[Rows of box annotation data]
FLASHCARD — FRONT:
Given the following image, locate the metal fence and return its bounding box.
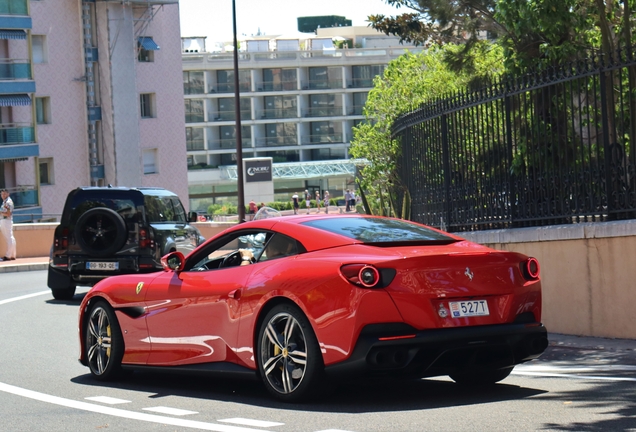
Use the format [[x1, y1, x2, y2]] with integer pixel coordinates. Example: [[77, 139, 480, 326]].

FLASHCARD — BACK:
[[392, 49, 636, 231]]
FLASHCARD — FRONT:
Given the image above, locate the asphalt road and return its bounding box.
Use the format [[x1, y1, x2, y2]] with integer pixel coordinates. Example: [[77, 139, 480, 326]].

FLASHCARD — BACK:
[[0, 271, 636, 432]]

Task to carry out: Give all the lines above as a numbered list, skipping the blank ones and leaving out the pictures.

Exercise response:
1. FLASHCARD — FRONT:
2. Given the following image, locate the metal fence and return its bounding box.
3. Use the format [[x1, y1, x2, y2]] with integer pixel coordinates. Example: [[77, 139, 480, 326]].
4. FLASHCARD — BACK:
5. [[392, 49, 636, 231]]
6. FLASHCARD — FRONT:
7. Given the image above, locate the asphalt road and return its bounding box.
8. Use the format [[x1, y1, x2, y2]] with integer pixel coordinates. Example: [[77, 139, 480, 326]].
9. FLASHCARD — BACK:
10. [[0, 271, 636, 432]]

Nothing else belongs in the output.